Selected excerpt
⟨

She found the perfect place for all of your discarded toys: in the hands of kids in need.

She doesn't like to compare herself to Santa Claus, but for hundreds of children, she's been just that.

All photos courtesy of Rina Fernandez, used with permission.


Meet Rina Fernandez, a 40-year-old living in Van Nuys, California. To fully understand her mission, it's essential to know where she came from.

Rina experienced poverty while growing up in Venezuela. She remembers how much she loved toys as a kid, even though she didn't receive them often.

"If I was lucky, I'd get a toy or two a year," Rina told me. "Looking back on it now, the toys weren't very nice at all, but back then, I thought they were the most amazing things ever."

Her father greatly influenced how she thought about toys, particularly when she saw his generosity.

A young Rina (smiling, wearing blue shorts) with her family.

"Even though I grew up in poverty, my dad had a good job as a carpenter, and we were better off than the majority of people in my neighborhood," Rina recalled. "But one thing I noticed about my dad is he would use what little free money he had to buy toys for the other kids in my apartment complex who were less fortunate than we were. To see the joy on those kids' faces is what started my journey to give."

Rina wanted to see more smiles from children, so she decided to do something about it.

A few years after relocating to America, Rina met the love of her life, Jared, a supply officer in the United States Navy. They married when she was 19 and they're still happily together two decades later.

Jared and Rina enjoying a beautiful sunset.

Shortly after tying the knot with Jared, Rina decided to act on her strong desire to give back to children growing up in poverty like she did.

⟩

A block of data
⟨

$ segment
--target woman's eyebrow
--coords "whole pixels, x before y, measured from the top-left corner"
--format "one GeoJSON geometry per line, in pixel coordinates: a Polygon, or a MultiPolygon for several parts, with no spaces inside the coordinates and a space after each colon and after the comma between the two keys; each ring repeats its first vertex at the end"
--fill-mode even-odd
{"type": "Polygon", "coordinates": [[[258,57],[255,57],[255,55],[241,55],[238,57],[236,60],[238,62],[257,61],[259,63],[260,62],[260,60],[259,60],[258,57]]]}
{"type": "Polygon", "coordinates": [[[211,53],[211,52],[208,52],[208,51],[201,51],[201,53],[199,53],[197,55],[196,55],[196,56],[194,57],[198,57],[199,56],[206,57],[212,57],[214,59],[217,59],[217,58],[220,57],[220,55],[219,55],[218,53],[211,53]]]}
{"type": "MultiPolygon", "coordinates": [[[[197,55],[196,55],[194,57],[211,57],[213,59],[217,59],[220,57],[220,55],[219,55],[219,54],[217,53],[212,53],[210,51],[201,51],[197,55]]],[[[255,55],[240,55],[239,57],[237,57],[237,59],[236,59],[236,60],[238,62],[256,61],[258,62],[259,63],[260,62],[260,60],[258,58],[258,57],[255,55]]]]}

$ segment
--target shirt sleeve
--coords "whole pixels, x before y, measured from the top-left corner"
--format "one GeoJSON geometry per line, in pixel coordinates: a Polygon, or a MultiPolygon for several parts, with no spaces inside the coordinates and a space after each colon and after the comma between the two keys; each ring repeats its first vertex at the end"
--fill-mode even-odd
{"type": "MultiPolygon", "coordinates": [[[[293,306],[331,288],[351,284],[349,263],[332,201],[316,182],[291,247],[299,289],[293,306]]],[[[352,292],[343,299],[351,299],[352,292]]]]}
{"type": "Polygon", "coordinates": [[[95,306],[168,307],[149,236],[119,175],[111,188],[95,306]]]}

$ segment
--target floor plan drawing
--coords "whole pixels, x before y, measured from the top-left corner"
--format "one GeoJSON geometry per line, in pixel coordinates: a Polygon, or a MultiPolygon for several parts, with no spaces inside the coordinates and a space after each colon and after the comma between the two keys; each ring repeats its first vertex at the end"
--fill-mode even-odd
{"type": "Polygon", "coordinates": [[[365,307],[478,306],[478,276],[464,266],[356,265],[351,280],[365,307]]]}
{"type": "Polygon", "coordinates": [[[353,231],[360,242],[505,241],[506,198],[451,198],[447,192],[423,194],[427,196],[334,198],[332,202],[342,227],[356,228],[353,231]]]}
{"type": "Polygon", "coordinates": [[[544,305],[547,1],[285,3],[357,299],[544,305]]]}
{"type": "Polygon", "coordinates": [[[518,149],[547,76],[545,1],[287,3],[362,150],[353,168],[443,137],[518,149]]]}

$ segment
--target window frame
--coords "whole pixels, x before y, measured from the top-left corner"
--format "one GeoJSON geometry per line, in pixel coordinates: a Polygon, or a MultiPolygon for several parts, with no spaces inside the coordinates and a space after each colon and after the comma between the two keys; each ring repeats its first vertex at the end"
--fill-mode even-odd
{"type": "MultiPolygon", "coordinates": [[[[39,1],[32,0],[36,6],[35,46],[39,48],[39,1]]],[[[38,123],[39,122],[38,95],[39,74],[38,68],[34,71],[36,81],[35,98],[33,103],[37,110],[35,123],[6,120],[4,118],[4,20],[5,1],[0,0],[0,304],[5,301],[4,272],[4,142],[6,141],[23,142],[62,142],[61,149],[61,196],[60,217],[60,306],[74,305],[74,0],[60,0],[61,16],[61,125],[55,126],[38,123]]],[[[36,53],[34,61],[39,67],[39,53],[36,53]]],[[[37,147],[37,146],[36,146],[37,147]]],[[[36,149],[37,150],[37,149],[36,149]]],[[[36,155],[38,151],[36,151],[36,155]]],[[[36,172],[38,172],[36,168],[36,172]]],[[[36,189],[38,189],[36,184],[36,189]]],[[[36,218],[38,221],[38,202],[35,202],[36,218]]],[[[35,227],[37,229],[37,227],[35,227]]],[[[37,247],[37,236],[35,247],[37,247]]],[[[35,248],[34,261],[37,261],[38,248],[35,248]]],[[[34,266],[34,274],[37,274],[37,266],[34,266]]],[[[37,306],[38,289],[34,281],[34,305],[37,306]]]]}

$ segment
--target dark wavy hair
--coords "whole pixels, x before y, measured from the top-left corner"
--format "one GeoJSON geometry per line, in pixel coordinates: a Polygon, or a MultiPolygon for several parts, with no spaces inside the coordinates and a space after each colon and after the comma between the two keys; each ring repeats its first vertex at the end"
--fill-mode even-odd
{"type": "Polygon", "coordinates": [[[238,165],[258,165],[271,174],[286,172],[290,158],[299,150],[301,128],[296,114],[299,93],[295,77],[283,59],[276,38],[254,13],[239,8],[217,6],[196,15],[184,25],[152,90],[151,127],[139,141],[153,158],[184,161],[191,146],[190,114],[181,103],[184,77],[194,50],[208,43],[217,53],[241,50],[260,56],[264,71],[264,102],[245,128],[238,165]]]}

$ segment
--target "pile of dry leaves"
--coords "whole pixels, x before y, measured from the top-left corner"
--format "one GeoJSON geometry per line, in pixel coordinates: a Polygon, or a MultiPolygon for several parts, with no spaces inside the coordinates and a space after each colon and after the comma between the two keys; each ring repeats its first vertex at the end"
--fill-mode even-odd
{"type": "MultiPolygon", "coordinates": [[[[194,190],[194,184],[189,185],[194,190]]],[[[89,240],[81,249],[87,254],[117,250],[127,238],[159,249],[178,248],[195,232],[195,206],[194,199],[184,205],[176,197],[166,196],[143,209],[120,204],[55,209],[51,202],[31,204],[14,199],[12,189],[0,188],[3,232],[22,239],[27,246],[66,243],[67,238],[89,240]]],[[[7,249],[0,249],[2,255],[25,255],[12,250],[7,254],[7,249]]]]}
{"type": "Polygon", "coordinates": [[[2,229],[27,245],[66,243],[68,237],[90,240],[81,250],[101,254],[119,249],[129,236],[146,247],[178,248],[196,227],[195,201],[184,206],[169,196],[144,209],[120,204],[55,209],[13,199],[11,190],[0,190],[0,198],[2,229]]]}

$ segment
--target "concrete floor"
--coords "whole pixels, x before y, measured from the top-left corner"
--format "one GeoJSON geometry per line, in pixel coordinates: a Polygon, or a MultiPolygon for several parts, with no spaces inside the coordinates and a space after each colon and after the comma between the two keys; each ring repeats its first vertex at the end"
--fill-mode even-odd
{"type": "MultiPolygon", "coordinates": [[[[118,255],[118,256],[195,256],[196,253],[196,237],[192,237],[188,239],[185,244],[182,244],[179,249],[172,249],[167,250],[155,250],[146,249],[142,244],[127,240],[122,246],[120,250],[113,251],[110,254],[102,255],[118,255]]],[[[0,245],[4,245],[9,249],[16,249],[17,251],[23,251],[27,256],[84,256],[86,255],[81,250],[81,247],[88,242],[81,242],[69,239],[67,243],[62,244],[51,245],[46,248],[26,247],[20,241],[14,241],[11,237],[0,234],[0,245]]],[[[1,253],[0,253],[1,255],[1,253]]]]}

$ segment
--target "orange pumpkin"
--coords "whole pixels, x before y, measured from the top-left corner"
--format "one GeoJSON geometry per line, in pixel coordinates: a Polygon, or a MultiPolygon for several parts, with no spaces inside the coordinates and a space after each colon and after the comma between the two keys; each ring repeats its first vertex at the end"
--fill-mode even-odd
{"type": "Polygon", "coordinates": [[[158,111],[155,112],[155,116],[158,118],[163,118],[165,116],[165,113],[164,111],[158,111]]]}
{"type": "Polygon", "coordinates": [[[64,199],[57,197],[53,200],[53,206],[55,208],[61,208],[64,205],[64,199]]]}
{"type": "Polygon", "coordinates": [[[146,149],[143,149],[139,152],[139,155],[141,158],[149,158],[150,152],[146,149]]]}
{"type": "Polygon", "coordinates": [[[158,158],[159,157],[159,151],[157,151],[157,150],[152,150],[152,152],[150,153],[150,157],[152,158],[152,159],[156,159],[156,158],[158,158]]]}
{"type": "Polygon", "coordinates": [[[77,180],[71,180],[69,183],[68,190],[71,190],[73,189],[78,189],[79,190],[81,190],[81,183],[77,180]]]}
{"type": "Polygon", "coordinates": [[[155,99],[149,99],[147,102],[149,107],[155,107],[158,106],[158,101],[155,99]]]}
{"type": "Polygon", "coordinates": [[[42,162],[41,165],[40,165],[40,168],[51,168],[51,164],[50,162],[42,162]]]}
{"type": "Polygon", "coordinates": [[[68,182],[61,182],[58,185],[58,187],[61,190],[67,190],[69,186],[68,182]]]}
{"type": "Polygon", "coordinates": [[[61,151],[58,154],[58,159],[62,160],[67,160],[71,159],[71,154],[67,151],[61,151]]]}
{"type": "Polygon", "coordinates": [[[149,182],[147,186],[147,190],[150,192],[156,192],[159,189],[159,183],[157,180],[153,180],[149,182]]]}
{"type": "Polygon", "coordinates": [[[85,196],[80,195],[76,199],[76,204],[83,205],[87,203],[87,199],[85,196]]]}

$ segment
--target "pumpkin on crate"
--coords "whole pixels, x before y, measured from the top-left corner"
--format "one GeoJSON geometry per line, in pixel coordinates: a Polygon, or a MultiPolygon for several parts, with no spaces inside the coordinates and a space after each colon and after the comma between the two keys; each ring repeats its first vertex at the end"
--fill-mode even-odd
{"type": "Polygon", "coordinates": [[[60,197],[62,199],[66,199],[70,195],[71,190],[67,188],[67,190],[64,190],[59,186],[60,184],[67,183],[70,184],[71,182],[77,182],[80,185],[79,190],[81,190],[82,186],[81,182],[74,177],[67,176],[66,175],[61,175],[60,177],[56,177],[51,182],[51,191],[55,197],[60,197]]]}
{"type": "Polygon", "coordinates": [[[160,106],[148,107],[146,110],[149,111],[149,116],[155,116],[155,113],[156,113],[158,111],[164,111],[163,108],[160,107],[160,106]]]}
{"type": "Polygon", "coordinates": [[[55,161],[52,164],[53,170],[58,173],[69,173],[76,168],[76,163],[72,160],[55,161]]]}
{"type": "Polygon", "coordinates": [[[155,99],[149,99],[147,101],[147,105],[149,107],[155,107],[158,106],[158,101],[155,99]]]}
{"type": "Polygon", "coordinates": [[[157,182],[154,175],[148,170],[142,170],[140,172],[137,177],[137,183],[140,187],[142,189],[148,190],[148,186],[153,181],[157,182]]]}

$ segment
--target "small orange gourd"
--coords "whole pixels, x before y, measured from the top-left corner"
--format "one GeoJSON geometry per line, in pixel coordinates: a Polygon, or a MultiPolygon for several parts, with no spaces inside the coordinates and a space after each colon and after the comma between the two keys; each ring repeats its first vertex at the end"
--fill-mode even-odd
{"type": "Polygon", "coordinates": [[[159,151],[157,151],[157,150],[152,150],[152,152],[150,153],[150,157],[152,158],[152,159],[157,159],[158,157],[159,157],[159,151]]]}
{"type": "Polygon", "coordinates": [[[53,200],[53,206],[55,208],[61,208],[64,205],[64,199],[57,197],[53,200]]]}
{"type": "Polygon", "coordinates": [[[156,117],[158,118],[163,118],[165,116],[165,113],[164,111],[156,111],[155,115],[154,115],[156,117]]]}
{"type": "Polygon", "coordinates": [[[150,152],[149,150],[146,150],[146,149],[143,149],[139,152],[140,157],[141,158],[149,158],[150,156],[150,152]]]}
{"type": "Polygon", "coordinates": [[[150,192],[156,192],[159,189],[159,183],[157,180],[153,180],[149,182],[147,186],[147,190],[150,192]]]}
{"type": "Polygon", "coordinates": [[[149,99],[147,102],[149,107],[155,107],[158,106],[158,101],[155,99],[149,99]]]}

⟩

Short exercise 1
In the article about Rina Fernandez, what was her father's job?
Short exercise 2
Carry on the article about Rina Fernandez and her toy giving, starting after its final sentence.

Task output 1
He was a carpenter.

Task output 2
Her idea: find a way to give toys to children in need.

In 1996, she planned her first trip to bring toys to poor children in Venezuela. The budget was $10,000, which was the maximum spending limit on the family's credit card, and it was used to pay for food, travel, lodging, and all the toys.

At first, Jared was a little skeptical due to the amount of money going into the project, but it didn't take long for him to get on board. "She's all about making the world a better place by making others happy," Jared told me. "How could I not support that?"

Now the couple runs a complex toy donation operation that's reached nearly two dozen countries.

First, Rina visits secondhand stores and buys as many toys and dolls as she can afford. She mentions that she's "not very popular" there because many customers just assume she's a greedy person who's reselling the toys for a profit.

Of course, that couldn't be further from the truth.

Rina stuffs her cart with as many used toys as possible.

Next, she cleans the toys thoroughly. She also does what she can to fix the ones that are damaged. This task often takes hours out of her day, but she doesn't mind. "These children have dignity," Rina said. "I'm not going to give them dirty or broken toys. I want them to be the highest quality possible."

"I'm not going to give them dirty or broken toys," Rina said.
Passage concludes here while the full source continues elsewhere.